■ **Part of a data file**
--- Begin ---

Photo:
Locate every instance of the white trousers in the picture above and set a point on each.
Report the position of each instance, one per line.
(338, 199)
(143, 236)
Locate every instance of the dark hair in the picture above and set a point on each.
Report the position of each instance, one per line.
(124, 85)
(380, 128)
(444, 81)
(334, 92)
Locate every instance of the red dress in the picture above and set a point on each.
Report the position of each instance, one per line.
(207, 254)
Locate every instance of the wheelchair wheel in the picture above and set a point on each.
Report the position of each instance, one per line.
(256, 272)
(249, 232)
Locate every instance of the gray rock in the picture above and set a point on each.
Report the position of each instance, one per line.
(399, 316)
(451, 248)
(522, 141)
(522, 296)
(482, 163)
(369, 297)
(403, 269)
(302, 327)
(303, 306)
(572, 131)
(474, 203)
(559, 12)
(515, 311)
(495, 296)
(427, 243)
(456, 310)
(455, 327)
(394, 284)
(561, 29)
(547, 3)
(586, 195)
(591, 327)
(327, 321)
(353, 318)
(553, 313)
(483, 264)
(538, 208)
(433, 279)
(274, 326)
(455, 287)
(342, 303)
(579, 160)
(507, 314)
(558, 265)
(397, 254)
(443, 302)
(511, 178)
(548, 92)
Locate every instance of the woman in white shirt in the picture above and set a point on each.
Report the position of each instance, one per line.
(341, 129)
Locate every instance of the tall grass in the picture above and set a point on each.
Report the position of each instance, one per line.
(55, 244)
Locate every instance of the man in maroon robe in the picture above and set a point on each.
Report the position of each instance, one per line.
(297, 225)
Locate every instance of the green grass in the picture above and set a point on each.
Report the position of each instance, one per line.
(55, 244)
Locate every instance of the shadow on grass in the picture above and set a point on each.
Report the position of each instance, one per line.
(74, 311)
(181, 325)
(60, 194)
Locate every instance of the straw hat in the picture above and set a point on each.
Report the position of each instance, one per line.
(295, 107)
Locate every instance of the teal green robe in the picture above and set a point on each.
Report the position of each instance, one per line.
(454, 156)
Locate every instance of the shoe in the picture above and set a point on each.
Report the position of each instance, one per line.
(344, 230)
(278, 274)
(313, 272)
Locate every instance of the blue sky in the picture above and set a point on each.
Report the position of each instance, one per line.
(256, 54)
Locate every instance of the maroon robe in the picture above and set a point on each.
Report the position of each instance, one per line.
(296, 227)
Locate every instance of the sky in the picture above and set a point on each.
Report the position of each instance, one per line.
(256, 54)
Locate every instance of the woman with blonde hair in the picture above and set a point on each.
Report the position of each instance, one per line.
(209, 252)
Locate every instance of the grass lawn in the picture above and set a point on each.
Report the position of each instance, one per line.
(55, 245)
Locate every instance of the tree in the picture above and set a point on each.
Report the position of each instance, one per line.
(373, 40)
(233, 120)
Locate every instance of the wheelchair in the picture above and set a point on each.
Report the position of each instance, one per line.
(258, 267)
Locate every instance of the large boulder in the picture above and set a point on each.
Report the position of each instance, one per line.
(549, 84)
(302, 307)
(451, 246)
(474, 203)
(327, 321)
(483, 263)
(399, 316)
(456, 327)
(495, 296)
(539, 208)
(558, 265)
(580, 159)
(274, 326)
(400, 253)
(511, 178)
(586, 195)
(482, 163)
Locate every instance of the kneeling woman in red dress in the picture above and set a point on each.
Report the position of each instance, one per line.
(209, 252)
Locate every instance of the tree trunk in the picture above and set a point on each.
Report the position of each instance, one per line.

--- End ---

■ **Aim**
Take the records above and return them exactly as written.

■ **The output**
Photo:
Locate every instance of the white trousers in the picture above and set a point on each.
Report the position of each instance, one per line.
(338, 199)
(143, 236)
Locate every instance of the dark hair in the picture above and set a point on each.
Report the position of each instance, one per line.
(124, 85)
(380, 128)
(444, 81)
(334, 92)
Locate every instance of the red dress in the picture above and set a point on each.
Report the position of each instance, one per line.
(207, 254)
Locate every instance of the wheelchair wheel in the picture above and set a point on each.
Report the position of each instance, one per line.
(256, 272)
(249, 232)
Locate every instance of the gray rock in the picture above and set a point on each.
Report the position of each instance, one per line.
(399, 316)
(451, 248)
(522, 141)
(522, 296)
(482, 163)
(369, 297)
(403, 269)
(302, 327)
(303, 306)
(572, 131)
(474, 203)
(559, 12)
(515, 311)
(495, 296)
(427, 243)
(456, 310)
(455, 327)
(394, 284)
(561, 29)
(547, 3)
(586, 195)
(591, 327)
(327, 321)
(353, 318)
(553, 313)
(483, 264)
(538, 208)
(433, 279)
(274, 326)
(455, 287)
(342, 303)
(579, 160)
(507, 314)
(558, 265)
(397, 254)
(443, 302)
(511, 178)
(548, 92)
Locate every instance of the woman in white shirt in the picture above and set a point on each.
Report the position of each instance, one per line.
(341, 129)
Locate every instance of the tall grass in the picture above and set a point on each.
Report the position of each instance, one per line.
(55, 244)
Locate every instance of the man in maroon robe in the picture above and set a point on each.
Report the position of each instance, one per line.
(297, 225)
Locate every instance of the green grass in the picture above and set a point on each.
Report the position of each instance, one per line.
(55, 244)
Locate every instance of the shadow on grass in the picture above and set a point on each.
Report the position of each instance, one per line.
(74, 311)
(181, 325)
(60, 194)
Locate every instance of the straw hat in the picture above and set a point on each.
Report the position of each instance, one per line.
(295, 107)
Locate every instance of the teal green robe in the picture above and set a point on each.
Report the position of each instance, one per line.
(454, 156)
Locate every instance of the shoe in the picture above and set a point on each.
Report the position of each instance, one per line.
(344, 230)
(278, 274)
(313, 272)
Locate every instance of the blue sky in the picture above and set a point on each.
Report the position of each instance, one per line.
(256, 54)
Locate every instance of the maroon robe in the picture above and set a point on each.
Report the position of each instance, one per line.
(296, 227)
Locate every instance of the sky in the picture above and set a point on each.
Report the position of each instance, one per line.
(256, 54)
Locate every instance of the woman with blonde hair in the picture above and set a point on each.
Report the position of each instance, one per line.
(209, 252)
Locate every instance of the grass lawn in the picture above and set a point on each.
Report the position of each instance, one per line.
(55, 245)
Locate every instance of the tree in the picture above and set a point on each.
Report the position of each instance, one per line.
(373, 40)
(233, 120)
Locate every instance of the wheelchair in the picture above and set a point on each.
Report the position of each instance, one per line.
(258, 267)
Locate every instance of the large boulder in the picture above and set a point on each.
Report the position of each instance, one per line.
(549, 84)
(302, 307)
(451, 246)
(474, 203)
(327, 321)
(483, 263)
(399, 316)
(456, 327)
(495, 296)
(539, 208)
(558, 265)
(580, 159)
(274, 326)
(400, 253)
(511, 178)
(586, 195)
(482, 163)
Locate every instance of the kneeling woman in red dress in the picture above and set a point on each.
Report the position of each instance, one per line.
(209, 252)
Locate every instance of the tree trunk in the picture above and set a point on each.
Report the position of each instance, one per line.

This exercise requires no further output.